• **提供データ**
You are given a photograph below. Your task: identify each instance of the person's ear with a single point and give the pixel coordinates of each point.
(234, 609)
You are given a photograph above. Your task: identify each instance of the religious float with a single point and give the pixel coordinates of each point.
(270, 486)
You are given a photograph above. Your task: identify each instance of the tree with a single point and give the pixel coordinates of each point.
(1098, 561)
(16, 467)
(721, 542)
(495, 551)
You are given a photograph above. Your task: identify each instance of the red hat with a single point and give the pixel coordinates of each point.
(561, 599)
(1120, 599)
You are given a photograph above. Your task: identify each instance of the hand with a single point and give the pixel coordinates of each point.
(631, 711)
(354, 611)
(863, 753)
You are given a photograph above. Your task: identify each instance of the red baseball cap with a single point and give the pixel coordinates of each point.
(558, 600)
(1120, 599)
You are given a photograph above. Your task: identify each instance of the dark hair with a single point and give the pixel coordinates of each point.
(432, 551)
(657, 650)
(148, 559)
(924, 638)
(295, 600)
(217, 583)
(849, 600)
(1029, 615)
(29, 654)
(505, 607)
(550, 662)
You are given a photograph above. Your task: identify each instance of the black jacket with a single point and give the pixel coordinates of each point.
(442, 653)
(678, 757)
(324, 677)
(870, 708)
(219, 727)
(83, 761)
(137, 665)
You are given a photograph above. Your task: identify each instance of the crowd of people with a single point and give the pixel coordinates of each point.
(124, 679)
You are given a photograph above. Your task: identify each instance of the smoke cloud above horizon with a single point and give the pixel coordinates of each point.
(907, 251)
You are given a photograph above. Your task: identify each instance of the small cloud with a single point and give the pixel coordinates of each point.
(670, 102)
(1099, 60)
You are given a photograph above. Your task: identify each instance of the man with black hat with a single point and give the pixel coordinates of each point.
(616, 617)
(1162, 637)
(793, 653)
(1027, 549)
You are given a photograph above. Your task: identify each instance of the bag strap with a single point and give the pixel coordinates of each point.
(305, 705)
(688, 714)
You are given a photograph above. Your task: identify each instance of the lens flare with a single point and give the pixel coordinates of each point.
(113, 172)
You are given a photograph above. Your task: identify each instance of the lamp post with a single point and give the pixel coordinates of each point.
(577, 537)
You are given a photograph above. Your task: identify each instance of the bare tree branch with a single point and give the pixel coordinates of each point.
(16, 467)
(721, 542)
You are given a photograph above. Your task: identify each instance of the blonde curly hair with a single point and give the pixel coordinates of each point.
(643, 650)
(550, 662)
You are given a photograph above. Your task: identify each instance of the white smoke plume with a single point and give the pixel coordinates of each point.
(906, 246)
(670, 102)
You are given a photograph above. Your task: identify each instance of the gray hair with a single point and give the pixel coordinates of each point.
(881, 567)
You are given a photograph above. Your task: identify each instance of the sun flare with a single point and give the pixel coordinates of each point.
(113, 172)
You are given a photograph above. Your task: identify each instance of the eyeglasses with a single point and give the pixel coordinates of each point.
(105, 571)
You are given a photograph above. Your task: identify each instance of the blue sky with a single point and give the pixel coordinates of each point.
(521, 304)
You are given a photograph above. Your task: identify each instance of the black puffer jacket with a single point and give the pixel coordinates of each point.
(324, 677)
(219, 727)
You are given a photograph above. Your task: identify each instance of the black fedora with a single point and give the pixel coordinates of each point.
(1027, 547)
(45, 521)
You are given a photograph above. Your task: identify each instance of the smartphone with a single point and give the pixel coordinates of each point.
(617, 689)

• **課題内容**
「of the blue」を含む行から始め、データの最終行まで（両端の行を含む）を一行も省かずに書き出してください。その際、各座標の数値だけを2.05倍に拡大し、四捨五入（0.5は切り上げ）で整数にしてください。

• **解答全文**
You are given a photograph above. Your task: identify each instance of the blue sky with a single point and give the pixel coordinates of each point.
(1068, 623)
You are given a photograph above. Your task: identify each instance of the black puffer jacket with a single point and give the pixel coordinates of each point.
(664, 1388)
(449, 1490)
You are given a photograph above. Your task: identify each instance of the black fedora with a single point and give the pixel coordinates of each point.
(2105, 1121)
(92, 1068)
You are given a photograph above. Your task: identify each instance of the smartphone with a single point and give the pixel coordinates of each point.
(1265, 1412)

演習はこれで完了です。